__Activities__.
**1)** According to the CRES article, where did Tate Morris complete his surgical residency?
**2)** Echo word for word the part of the CRES article starting with "Tate Morris, DVM, a" and going on through "Equine Specialists (CRES).".

The school’s official ribbon-cutting ceremony will be held October 22 of this year.

New Kid on the Block at CRES


Tate Morris, DVM, a 2016 grad from Cornell University’s College of Veterinary Medicine is back in the saddle at his alma mater. After completing a surgical residency at the New Bolton Center, University of Pennsylvania, Morris joins the Cornell faculty at the Cornell Ruffian Equine Specialists (CRES).

“I will be responsible for emergency surgery/treatment, elective surgery, sports medicine, ophthalmology, medicine and more,” said Morris. “Our position here requires us to be more than just surgeons—we’re multifaceted clinicians.”

Located in Elmont, New York, on Long Island, the 22,000-square-foot, state-of-the-art facility caters to more than racehorses at Belmont and Aqueduct.

“CRES provides services to any and all horses, including a large population of horses within the English and Western disciplines as well as polo horses from the Long Island and the Tri-State area,” said Morris.

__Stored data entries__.
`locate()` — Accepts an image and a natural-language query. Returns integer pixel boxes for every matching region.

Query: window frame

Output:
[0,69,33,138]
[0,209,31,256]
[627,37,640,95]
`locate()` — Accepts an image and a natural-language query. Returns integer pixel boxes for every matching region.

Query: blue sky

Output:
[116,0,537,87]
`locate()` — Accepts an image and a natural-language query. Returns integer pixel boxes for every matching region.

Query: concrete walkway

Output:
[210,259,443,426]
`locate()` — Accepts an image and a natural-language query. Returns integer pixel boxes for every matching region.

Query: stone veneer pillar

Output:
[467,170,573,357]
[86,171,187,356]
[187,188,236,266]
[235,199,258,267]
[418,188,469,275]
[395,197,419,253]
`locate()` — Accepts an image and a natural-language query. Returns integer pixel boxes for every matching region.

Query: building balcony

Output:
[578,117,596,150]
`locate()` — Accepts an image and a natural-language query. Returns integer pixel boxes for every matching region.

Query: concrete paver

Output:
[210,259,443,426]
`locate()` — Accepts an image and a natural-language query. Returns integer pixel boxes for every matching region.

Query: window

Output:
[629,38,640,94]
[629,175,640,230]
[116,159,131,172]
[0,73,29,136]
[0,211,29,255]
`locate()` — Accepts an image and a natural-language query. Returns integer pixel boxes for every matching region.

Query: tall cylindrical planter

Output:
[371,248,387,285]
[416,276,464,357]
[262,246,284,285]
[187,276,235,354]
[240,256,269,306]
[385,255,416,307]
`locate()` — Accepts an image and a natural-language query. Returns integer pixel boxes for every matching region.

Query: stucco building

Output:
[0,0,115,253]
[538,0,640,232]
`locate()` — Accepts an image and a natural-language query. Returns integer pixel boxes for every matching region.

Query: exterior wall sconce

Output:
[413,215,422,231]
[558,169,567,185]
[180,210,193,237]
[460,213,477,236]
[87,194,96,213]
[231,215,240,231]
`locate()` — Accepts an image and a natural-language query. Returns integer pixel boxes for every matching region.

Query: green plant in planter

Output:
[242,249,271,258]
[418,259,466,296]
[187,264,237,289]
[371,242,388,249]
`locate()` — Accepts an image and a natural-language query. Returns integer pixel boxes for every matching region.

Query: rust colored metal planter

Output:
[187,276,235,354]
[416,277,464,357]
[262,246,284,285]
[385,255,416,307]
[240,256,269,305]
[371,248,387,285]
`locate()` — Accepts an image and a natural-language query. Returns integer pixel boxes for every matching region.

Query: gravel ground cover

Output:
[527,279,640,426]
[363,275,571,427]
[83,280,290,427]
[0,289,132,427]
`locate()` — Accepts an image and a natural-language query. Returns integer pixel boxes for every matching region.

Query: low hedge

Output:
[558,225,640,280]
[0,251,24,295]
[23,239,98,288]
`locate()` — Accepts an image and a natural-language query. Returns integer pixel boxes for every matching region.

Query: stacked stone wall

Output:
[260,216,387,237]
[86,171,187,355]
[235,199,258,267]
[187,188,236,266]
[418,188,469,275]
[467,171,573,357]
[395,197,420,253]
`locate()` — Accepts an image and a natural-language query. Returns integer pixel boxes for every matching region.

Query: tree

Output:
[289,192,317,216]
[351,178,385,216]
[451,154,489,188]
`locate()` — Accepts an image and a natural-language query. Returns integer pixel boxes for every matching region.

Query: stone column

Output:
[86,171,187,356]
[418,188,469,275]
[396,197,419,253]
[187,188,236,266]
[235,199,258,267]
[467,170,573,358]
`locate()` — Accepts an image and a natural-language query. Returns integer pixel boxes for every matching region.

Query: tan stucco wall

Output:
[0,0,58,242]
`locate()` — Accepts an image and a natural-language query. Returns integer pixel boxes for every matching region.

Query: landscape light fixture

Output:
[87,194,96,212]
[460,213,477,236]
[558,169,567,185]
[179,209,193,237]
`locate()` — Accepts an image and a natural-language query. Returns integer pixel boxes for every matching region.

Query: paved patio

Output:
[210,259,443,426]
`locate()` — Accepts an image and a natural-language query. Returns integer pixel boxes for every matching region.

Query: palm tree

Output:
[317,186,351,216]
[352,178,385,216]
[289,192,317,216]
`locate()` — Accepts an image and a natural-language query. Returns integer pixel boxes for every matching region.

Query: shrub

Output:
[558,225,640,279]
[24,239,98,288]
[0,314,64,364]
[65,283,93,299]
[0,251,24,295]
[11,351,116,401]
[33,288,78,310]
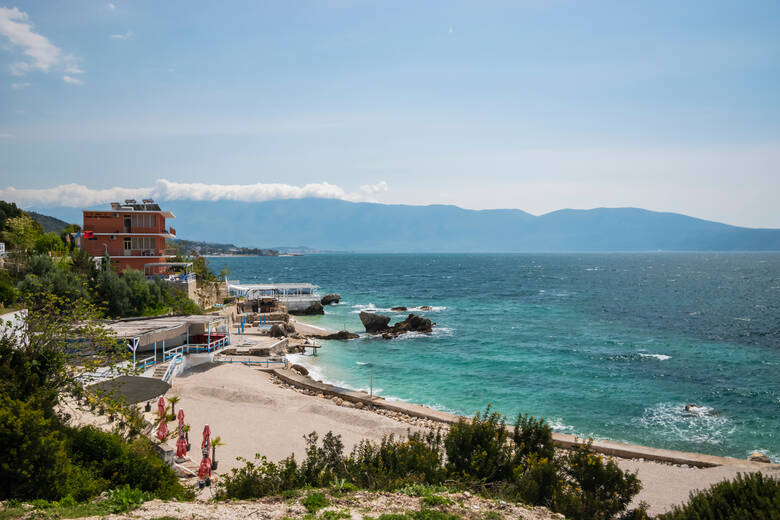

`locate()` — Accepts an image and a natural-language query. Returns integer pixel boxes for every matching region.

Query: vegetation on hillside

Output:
[0,295,188,502]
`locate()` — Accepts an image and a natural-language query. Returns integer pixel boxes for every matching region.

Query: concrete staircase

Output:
[152,363,170,379]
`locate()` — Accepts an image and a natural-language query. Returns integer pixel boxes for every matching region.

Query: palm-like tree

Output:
[211,435,225,469]
[168,395,181,417]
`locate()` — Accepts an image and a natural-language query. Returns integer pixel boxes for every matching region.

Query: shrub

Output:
[301,492,330,513]
[555,443,642,520]
[346,431,446,489]
[658,473,780,520]
[68,426,187,499]
[106,485,150,513]
[420,495,454,507]
[444,406,512,482]
[0,397,71,500]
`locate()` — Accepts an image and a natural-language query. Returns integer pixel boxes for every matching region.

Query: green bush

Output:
[444,406,512,482]
[0,396,71,500]
[555,443,642,520]
[657,473,780,520]
[301,492,330,513]
[0,269,19,307]
[217,408,640,520]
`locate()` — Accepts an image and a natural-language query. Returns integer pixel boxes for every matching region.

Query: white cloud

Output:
[62,74,84,85]
[111,31,135,40]
[0,7,62,76]
[360,181,387,195]
[0,179,387,207]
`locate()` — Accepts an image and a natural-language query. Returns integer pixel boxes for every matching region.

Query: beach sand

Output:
[168,365,780,514]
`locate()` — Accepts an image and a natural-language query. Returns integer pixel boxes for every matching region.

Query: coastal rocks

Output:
[319,330,360,340]
[320,294,341,305]
[290,363,309,376]
[290,302,325,316]
[360,311,435,339]
[748,451,772,464]
[360,311,390,334]
[268,323,287,338]
[268,323,295,338]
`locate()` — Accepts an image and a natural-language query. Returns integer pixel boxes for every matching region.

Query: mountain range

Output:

__Results by task__.
**1)** At the New Bolton Center, University of Pennsylvania.

**2)**
Tate Morris, DVM, a 2016 grad from Cornell University’s College of Veterinary Medicine is back in the saddle at his alma mater. After completing a surgical residency at the New Bolton Center, University of Pennsylvania, Morris joins the Cornell faculty at the Cornell Ruffian Equine Specialists (CRES).